I tried to attach to the containers by running (the new v1.3 command)
docker exec -it <container_name> bash
and then running 'df -h' to analyze the disk usage. It seems to be working, but not with containers that use 'volumes-from'.
For example, I use a data-only container for MongoDB, called 'mongo-data'.
When I run docker run -it --volumes-from mongo-data busybox, and then df -h inside the container, It says that the filesystem mounted on /data/db (my 'mongo-data' data-only container) uses 11.3G, but when I do du -h /data/db, it says that it uses only 2.1G.
So, how do I analyze a container/volume disk usage? Or, in my case, how do I find out the 'mongo-data' container size?

To see the file size of your containers, you can use the --size argument of docker ps:
docker ps --size

After 1.13.0, Docker includes a new command docker system df to show docker disk usage.
$ docker system df
TYPE TOTAL ACTIVE SIZE RECLAIMABLE
Images 5 1 2.777 GB 2.647 GB (95%)
Containers 1 1 0 B 0B
Local Volumes 4 1 3.207 GB 2.261 (70%)
To show more detailed information on space usage:
$ docker system df --verbose

Posting this as an answer because my comments above got hidden:
List the size of a container:
du -d 2 -h /var/lib/docker/devicemapper | grep `docker inspect -f "{{.Id}}" <container_name>`
List the sizes of a container's volumes:
docker inspect -f "{{.Volumes}}" <container_name> | sed 's/map\[//' | sed 's/]//' | tr ' ' '\n' | sed 's/.*://' | xargs sudo du -d 1 -h
Edit:
List all running containers' sizes and volumes:
for d in `docker ps -q`; do
d_name=`docker inspect -f {{.Name}} $d`
echo "========================================================="
echo "$d_name ($d) container size:"
sudo du -d 2 -h /var/lib/docker/devicemapper | grep `docker inspect -f "{{.Id}}" $d`
echo "$d_name ($d) volumes:"
docker inspect -f "{{.Volumes}}" $d | sed 's/map\[//' | sed 's/]//' | tr ' ' '\n' | sed 's/.*://' | xargs sudo du -d 1 -h
done
NOTE: Change 'devicemapper' according to your Docker filesystem (e.g 'aufs')

The volume part did not work anymore so if anyone is insterested I just change the above script a little bit:
for d in `docker ps | awk '{print $1}' | tail -n +2`; do
d_name=`docker inspect -f {{.Name}} $d`
echo "========================================================="
————
▶ WHAT THIS EXERCISE ASKS:
a - In the Docker disk usage thread, copy everything from "docker exec -it" down to "MongoDB, called 'mongo-data'.", renaming "data-only container" to "data volume container".
b - According to the Docker disk usage thread, what command did Docker add after version 1.13.0 to show its disk usage?

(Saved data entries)
————
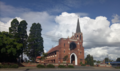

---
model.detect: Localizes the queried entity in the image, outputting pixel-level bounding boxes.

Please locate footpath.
[0,66,118,71]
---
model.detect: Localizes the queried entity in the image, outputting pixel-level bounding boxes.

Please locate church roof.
[76,19,81,33]
[47,46,59,53]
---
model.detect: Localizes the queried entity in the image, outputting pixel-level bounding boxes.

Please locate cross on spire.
[76,18,81,33]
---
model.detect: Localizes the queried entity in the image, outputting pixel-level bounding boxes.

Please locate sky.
[0,0,120,60]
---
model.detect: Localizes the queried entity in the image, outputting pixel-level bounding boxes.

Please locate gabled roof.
[47,46,59,53]
[36,56,41,59]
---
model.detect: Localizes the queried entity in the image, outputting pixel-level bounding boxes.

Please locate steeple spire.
[76,18,81,33]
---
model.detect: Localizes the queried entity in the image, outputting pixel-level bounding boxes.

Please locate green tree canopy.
[116,58,120,62]
[0,32,22,62]
[27,23,44,62]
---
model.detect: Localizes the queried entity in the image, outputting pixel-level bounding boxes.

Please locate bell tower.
[75,19,83,43]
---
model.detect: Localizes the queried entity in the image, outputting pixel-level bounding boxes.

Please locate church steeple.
[76,18,81,33]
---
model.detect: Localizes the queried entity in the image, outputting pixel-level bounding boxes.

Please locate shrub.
[2,64,10,68]
[47,64,55,68]
[81,64,86,66]
[67,65,74,68]
[58,65,66,68]
[37,64,45,68]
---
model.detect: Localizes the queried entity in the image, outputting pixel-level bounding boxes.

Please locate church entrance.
[70,53,77,65]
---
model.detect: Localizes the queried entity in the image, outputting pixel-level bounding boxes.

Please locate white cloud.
[111,14,120,23]
[46,12,120,60]
[0,17,23,32]
[0,2,120,59]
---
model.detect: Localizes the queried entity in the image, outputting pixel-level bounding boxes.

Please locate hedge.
[37,64,45,68]
[0,64,19,68]
[47,64,55,68]
[58,65,66,68]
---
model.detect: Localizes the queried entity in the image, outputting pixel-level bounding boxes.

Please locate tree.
[17,20,28,59]
[27,23,44,62]
[85,54,94,66]
[9,19,19,38]
[0,32,22,62]
[116,58,120,62]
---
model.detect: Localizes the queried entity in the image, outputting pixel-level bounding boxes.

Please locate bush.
[67,65,74,68]
[2,64,10,68]
[47,64,55,68]
[58,65,66,68]
[37,64,45,68]
[81,64,86,66]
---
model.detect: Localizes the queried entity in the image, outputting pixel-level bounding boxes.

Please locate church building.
[45,19,85,65]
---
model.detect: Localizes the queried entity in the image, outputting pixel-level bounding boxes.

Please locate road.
[0,66,120,71]
[0,69,120,71]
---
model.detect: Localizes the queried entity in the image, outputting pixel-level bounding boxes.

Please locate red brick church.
[45,19,85,65]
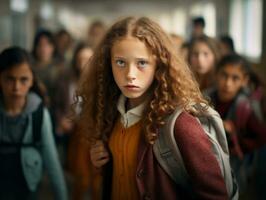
————
▶ ANSWERS TO THE EXERCISES:
a -
docker exec -it <container_name> bash
and then running 'df -h' to analyze the disk usage. It seems to be working, but not with containers that use 'volumes-from'.
For example, I use a data volume container for MongoDB, called 'mongo-data'.

b - docker system df